Rewrite the part of the records that opens with the line containing "mark the red jacket -- a dot per instance" and runs through the end of the records, both ends included, with every x and y coordinate given as an answer multiplied by 1.75 and rounded to a whole number, halves rounded up. All other text and numbers stay unchanged.

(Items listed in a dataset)
##########
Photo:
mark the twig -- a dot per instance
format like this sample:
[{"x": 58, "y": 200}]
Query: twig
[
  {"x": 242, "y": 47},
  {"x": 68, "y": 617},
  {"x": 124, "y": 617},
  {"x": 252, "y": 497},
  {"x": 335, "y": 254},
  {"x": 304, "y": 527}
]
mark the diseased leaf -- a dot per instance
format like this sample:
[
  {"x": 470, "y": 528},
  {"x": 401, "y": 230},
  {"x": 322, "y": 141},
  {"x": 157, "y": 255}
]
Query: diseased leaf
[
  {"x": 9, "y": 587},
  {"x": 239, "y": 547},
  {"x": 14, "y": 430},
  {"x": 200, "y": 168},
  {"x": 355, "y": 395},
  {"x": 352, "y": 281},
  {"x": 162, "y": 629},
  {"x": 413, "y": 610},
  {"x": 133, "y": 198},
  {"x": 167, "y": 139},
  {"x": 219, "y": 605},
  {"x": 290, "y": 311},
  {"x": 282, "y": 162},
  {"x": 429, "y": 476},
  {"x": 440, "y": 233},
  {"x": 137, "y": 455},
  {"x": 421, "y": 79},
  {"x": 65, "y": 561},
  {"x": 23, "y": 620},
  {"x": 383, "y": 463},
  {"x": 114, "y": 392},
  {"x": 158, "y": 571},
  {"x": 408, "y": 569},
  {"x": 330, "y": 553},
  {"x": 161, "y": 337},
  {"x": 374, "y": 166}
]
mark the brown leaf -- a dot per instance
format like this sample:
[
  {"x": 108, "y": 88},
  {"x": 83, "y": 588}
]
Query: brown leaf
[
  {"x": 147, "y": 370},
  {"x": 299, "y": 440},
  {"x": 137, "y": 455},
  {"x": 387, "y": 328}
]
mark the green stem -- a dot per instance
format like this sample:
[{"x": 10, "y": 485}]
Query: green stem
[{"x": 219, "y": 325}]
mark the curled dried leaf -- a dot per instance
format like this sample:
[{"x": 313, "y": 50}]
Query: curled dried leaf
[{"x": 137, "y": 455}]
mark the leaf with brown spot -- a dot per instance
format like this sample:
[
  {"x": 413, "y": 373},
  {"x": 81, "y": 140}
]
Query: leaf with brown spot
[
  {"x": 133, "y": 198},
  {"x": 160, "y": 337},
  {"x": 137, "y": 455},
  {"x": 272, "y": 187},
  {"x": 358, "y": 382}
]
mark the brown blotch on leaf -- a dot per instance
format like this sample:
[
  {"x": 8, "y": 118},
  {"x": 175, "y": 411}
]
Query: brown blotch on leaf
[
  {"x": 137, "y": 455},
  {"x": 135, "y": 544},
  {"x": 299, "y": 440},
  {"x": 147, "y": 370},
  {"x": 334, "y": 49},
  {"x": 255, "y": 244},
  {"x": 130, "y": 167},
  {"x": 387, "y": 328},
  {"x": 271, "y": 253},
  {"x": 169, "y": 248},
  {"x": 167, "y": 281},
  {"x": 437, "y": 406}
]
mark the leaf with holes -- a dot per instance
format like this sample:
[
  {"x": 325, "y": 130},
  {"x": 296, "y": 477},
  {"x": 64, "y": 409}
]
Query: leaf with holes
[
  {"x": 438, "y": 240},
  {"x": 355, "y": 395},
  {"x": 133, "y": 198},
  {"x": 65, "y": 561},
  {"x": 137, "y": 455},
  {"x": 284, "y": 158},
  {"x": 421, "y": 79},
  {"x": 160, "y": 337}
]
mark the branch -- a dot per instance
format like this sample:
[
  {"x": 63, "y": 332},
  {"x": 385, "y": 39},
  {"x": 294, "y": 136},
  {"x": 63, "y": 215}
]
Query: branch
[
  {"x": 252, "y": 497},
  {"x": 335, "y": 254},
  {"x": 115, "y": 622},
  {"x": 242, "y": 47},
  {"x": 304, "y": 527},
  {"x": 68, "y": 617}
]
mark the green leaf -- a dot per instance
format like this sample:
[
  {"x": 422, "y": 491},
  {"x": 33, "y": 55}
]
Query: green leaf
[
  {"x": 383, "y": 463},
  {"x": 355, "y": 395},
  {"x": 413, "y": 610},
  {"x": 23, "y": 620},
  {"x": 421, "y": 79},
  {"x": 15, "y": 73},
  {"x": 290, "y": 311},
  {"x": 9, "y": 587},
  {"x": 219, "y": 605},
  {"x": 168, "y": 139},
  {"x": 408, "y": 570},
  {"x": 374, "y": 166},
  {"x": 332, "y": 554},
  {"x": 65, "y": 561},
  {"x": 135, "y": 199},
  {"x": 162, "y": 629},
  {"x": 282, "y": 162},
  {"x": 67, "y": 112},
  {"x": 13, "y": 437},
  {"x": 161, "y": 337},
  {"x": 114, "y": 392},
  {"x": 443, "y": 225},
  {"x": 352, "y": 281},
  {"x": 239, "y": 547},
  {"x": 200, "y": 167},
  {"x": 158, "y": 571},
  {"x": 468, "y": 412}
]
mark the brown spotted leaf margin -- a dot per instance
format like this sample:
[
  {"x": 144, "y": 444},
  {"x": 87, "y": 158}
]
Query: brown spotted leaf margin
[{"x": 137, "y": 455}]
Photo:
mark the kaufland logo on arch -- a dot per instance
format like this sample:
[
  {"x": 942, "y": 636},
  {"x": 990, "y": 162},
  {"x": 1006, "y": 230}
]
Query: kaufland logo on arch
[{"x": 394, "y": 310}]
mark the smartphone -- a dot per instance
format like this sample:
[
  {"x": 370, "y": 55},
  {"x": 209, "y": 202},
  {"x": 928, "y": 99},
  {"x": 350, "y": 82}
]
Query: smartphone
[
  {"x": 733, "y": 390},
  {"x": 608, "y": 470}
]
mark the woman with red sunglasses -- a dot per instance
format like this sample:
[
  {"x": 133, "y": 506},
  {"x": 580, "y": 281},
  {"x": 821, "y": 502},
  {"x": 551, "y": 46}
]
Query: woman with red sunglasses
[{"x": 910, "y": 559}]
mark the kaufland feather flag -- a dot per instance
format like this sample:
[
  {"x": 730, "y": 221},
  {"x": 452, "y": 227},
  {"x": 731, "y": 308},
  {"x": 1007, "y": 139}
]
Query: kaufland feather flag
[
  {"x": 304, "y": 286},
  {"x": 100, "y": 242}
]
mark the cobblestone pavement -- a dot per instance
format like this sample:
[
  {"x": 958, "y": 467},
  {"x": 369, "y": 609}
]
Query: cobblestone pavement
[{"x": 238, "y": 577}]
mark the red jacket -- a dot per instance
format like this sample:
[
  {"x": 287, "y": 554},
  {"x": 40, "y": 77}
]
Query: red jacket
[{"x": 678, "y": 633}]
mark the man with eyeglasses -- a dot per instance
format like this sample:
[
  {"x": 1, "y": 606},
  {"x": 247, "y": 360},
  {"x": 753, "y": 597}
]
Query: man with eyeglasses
##########
Full solution:
mark the red jacket -- a dot per instance
format like this sample:
[
  {"x": 287, "y": 554},
  {"x": 40, "y": 77}
]
Query: red jacket
[{"x": 1187, "y": 1108}]
mark the man with eyeglasses -- a dot per instance
format like this sample:
[
  {"x": 1, "y": 606},
  {"x": 247, "y": 360},
  {"x": 753, "y": 597}
]
Query: man with eyeglasses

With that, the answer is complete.